Duplicate the passage on underground duct colors word for word, starting with "Can't suggest exactly" and going on through "last 5 years...".

#### Supplied passage ####

Can't suggest exactly where the ends are, but purple's usually fibre optic cabling / data cabling (more often fibre and unlikely to be copper if it runs for more than a couple of miles, so I'd guess fibre), green's usually telephony or more data cabling and black's usually low-voltage power (240/415) so assuming the ducts were laid during the last 5 years...
Looking on a map, the route you suggest *could* be from the M1 to the A1M, the Highways Agency could have laid the ducting for the NRTS (National Roads Telecommunication System) which uses plenty of cameras, Cellstack digital video codecs and Alcatel gigabit ethernet switching over fibre for the digital motorway safety cameras (and yes, they are *safety* cameras), for the proposed hard-shoulder use - idea is to spot broken-down vehicles on the hard shoulder and use adaptive gantry signs to divert traffic off the hard shoulder when it's being used during traffic peaks, the roadside 'phones may be in the green duct, power for repeaters etc. in the black? There are only a handful of Highways Agency Regional Control Centres (mainly on industrial estates at the confluences of motorways - follow one of the "fake cop" HA
4x4s at tea-break to discover your nearest!) so the infrastructure reaches out quite a way, and it's a fairly resilient network with plenty of redundant routes for "survivability". This is one reason there have been so many seemingly unrelated-to-carriageway road works over the last few years, laying duct, building the wayside equipment huts etc.
A note for the paranoid: Yes, it'll eventually (possibly already) cover the majority of the motorways, but the one time I saw it used for "surveillance" the CID couldn't tell one white transit van from another! I heard a rumour that the stored video (being digital personal data?) is subject to the Data Protection Act, so one has the right to request copies of one's journey along the motorway, too... And that this has prompted the swift routine deletion of the video to avoid "adminstrative costs"!
Underground piping/ducting/conduit seems (by observation) to follow a code if laid relatively recently
Red -power Blue -water Yellow -gas Green - telecoms Purple - motorway CCTV (and maybe non motorway too?) Black - possibly drainage of some sort - I've seen it used for surface water rather than foul drains Brown -underground domestic foul and surface water - not sure about larger services Grey - above ground domestic waste and foul drainage
Your example of multiple colours laid at the same time would suggest a huge degree of coordination (quite out of character) between the utility companies which makes me think it might of been for some other purpose.
Some years ago I had a job interview with trafficmaster. Their roadside cameras anonymised the data before it left the camera - replaced the reg plate with a non-unique 5 digit code. They didn't want to have to deal with privacy issues - their interest was monitoring traffic flows by measuring journey-time between fixed cameras - and simply discarded the odd bit of erroneous data where 2 cameras randomly selected the same tag in the same time window. This meant data could be sent wirelessly and unencrypted.

#### Extracted information ####

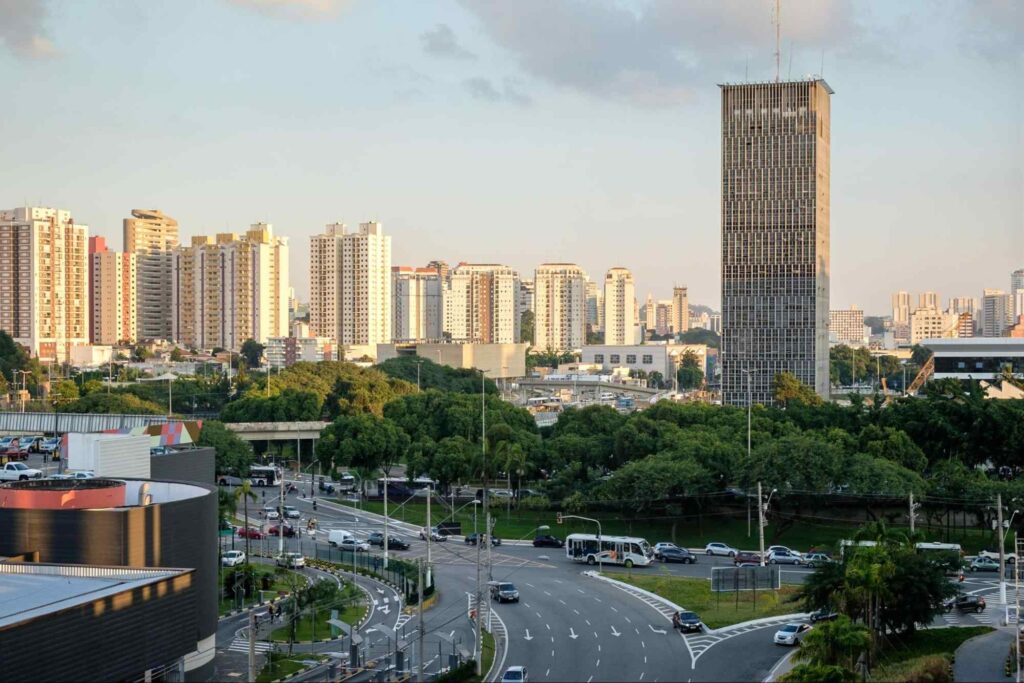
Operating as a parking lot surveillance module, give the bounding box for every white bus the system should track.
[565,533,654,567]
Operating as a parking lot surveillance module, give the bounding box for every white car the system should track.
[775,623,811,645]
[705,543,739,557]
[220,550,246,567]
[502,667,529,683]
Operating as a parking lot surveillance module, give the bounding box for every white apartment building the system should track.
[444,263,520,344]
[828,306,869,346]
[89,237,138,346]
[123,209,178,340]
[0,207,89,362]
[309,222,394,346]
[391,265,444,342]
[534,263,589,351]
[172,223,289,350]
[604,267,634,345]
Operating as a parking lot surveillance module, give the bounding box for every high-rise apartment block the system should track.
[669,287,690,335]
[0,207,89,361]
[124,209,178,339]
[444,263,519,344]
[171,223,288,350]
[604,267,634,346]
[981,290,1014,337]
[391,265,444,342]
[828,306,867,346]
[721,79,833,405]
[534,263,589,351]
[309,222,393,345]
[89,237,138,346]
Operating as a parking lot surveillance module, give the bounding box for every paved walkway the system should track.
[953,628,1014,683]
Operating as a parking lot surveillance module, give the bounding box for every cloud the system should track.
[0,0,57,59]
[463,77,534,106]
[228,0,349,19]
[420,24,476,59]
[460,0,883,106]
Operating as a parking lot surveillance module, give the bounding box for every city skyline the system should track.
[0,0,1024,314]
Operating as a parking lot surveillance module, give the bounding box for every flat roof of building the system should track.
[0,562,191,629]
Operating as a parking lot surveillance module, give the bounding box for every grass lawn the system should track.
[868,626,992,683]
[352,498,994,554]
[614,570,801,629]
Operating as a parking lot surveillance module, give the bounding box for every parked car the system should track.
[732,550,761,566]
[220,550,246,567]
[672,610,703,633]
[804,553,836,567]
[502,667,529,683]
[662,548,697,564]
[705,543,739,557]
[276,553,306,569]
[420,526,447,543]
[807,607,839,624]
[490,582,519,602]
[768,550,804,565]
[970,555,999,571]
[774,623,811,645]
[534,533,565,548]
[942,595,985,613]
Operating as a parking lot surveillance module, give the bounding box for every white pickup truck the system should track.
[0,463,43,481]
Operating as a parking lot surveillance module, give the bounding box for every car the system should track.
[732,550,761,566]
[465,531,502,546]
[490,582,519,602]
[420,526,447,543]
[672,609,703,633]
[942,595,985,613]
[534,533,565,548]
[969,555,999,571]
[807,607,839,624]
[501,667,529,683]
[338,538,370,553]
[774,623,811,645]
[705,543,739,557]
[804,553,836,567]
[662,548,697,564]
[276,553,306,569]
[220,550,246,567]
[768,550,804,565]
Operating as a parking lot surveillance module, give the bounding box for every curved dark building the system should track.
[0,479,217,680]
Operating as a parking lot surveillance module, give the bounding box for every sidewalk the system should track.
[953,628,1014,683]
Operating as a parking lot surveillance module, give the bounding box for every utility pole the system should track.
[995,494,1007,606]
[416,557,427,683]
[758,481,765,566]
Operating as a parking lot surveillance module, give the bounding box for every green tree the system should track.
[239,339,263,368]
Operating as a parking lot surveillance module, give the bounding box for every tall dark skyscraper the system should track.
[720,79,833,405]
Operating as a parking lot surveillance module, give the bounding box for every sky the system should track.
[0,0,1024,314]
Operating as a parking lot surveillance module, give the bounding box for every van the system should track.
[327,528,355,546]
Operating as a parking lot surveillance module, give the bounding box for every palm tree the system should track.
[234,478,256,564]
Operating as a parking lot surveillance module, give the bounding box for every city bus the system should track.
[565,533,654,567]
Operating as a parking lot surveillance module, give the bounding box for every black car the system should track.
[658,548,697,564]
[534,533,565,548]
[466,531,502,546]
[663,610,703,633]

####

- [Finished task]:
Can't suggest exactly where the ends are, but purple's usually fibre optic cabling / data cabling (more often fibre and unlikely to be copper if it runs for more than a couple of miles, so I'd guess fibre), green's usually telephony or more data cabling and black's usually low-voltage power (240/415) so assuming the ducts were laid during the last 5 years...